Location identification entries
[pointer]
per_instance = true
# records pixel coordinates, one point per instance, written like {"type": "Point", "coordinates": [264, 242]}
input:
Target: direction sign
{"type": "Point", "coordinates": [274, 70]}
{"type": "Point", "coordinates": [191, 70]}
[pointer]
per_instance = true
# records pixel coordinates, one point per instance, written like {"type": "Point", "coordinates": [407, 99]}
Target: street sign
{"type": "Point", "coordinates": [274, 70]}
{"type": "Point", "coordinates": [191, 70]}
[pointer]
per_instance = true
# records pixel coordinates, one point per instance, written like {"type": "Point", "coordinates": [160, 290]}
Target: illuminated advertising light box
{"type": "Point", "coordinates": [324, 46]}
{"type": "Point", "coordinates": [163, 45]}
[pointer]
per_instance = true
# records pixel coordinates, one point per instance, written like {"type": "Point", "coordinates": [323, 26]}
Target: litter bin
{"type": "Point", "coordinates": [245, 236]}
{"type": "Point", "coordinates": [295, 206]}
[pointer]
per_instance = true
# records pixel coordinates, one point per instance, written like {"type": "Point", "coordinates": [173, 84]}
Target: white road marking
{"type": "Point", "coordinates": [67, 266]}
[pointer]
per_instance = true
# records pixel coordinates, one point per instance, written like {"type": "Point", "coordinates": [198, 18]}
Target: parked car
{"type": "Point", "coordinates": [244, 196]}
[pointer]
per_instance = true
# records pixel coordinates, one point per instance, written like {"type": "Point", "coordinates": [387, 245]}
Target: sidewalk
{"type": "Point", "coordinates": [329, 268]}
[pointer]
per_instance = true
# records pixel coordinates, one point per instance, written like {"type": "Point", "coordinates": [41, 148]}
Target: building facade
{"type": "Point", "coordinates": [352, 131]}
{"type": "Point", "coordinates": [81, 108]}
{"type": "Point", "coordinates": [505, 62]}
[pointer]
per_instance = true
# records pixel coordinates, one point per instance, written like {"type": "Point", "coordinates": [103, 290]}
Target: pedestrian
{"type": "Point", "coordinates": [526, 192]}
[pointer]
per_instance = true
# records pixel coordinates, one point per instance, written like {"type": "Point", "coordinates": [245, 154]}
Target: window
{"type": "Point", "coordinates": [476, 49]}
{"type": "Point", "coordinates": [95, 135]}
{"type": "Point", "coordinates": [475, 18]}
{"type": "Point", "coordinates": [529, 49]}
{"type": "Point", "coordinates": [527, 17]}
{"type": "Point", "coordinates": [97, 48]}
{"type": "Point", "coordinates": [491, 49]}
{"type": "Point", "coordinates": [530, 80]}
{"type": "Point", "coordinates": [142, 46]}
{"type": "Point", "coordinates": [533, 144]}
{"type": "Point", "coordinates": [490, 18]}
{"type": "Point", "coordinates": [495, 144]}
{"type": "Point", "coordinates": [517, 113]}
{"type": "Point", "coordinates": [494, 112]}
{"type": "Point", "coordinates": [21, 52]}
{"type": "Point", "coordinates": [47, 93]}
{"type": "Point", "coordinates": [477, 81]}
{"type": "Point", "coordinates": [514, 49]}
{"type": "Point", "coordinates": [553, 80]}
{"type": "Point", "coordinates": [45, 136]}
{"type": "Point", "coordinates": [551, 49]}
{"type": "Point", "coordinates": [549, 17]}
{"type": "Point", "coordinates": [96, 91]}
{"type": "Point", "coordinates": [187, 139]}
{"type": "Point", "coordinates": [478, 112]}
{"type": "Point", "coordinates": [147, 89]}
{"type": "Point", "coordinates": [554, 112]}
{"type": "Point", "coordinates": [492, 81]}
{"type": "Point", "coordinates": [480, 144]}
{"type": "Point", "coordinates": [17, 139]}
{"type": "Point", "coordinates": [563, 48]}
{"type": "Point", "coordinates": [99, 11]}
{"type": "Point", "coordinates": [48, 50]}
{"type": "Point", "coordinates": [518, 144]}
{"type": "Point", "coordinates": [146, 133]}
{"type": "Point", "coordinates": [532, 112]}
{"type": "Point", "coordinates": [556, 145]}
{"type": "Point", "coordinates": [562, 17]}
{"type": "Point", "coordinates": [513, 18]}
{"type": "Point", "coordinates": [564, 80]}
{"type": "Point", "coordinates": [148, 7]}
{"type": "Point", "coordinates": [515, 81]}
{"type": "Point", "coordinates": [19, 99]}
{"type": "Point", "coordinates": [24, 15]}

WHAT TO PRODUCE. Please repeat the listing exactly, with nothing left out.

FULL SOLUTION.
[pointer]
per_instance = true
# records pixel coordinates, one point per instance, written like {"type": "Point", "coordinates": [264, 242]}
input:
Target: direction sign
{"type": "Point", "coordinates": [274, 70]}
{"type": "Point", "coordinates": [191, 70]}
[pointer]
per_instance = true
# records pixel coordinates, one point per instance, written like {"type": "Point", "coordinates": [407, 99]}
Target: street sign
{"type": "Point", "coordinates": [274, 70]}
{"type": "Point", "coordinates": [191, 70]}
[pointer]
per_instance = true
# records pixel coordinates, one point per instance, written like {"type": "Point", "coordinates": [160, 290]}
Target: illuminated advertising light box
{"type": "Point", "coordinates": [324, 46]}
{"type": "Point", "coordinates": [163, 45]}
[pointer]
per_instance = true
# records pixel coordinates, one point per instance, written like {"type": "Point", "coordinates": [323, 26]}
Target: litter bin
{"type": "Point", "coordinates": [245, 236]}
{"type": "Point", "coordinates": [295, 206]}
[pointer]
per_instance = true
# records pixel coordinates, one point per instance, written like {"type": "Point", "coordinates": [173, 84]}
Target: white road marking
{"type": "Point", "coordinates": [67, 266]}
[pointer]
per_instance = true
# records pixel coordinates, one point per instance, written like {"type": "Point", "coordinates": [198, 18]}
Target: parked car
{"type": "Point", "coordinates": [244, 196]}
[pointer]
per_instance = true
# records pixel coordinates, one point per instance, written like {"type": "Point", "coordinates": [387, 245]}
Target: sidewalk
{"type": "Point", "coordinates": [329, 268]}
[pointer]
per_instance = true
# records pixel coordinates, one point per instance, written like {"type": "Point", "coordinates": [41, 148]}
Target: building facade
{"type": "Point", "coordinates": [352, 131]}
{"type": "Point", "coordinates": [81, 108]}
{"type": "Point", "coordinates": [505, 62]}
[pointer]
per_instance = true
# records pixel coordinates, one point per instance, written like {"type": "Point", "coordinates": [103, 290]}
Target: pedestrian
{"type": "Point", "coordinates": [526, 192]}
[pointer]
per_instance = true
# records pixel coordinates, one point per instance, written like {"type": "Point", "coordinates": [245, 154]}
Target: window
{"type": "Point", "coordinates": [476, 49]}
{"type": "Point", "coordinates": [95, 135]}
{"type": "Point", "coordinates": [475, 18]}
{"type": "Point", "coordinates": [529, 49]}
{"type": "Point", "coordinates": [527, 17]}
{"type": "Point", "coordinates": [97, 48]}
{"type": "Point", "coordinates": [491, 49]}
{"type": "Point", "coordinates": [530, 80]}
{"type": "Point", "coordinates": [142, 46]}
{"type": "Point", "coordinates": [533, 144]}
{"type": "Point", "coordinates": [490, 18]}
{"type": "Point", "coordinates": [495, 144]}
{"type": "Point", "coordinates": [517, 113]}
{"type": "Point", "coordinates": [494, 112]}
{"type": "Point", "coordinates": [21, 52]}
{"type": "Point", "coordinates": [47, 93]}
{"type": "Point", "coordinates": [477, 81]}
{"type": "Point", "coordinates": [514, 49]}
{"type": "Point", "coordinates": [553, 80]}
{"type": "Point", "coordinates": [45, 136]}
{"type": "Point", "coordinates": [551, 49]}
{"type": "Point", "coordinates": [549, 17]}
{"type": "Point", "coordinates": [96, 91]}
{"type": "Point", "coordinates": [187, 139]}
{"type": "Point", "coordinates": [478, 112]}
{"type": "Point", "coordinates": [147, 89]}
{"type": "Point", "coordinates": [554, 112]}
{"type": "Point", "coordinates": [492, 81]}
{"type": "Point", "coordinates": [480, 144]}
{"type": "Point", "coordinates": [17, 139]}
{"type": "Point", "coordinates": [563, 48]}
{"type": "Point", "coordinates": [99, 11]}
{"type": "Point", "coordinates": [48, 50]}
{"type": "Point", "coordinates": [518, 144]}
{"type": "Point", "coordinates": [146, 133]}
{"type": "Point", "coordinates": [532, 112]}
{"type": "Point", "coordinates": [556, 145]}
{"type": "Point", "coordinates": [562, 17]}
{"type": "Point", "coordinates": [513, 18]}
{"type": "Point", "coordinates": [564, 80]}
{"type": "Point", "coordinates": [148, 7]}
{"type": "Point", "coordinates": [515, 81]}
{"type": "Point", "coordinates": [19, 99]}
{"type": "Point", "coordinates": [24, 15]}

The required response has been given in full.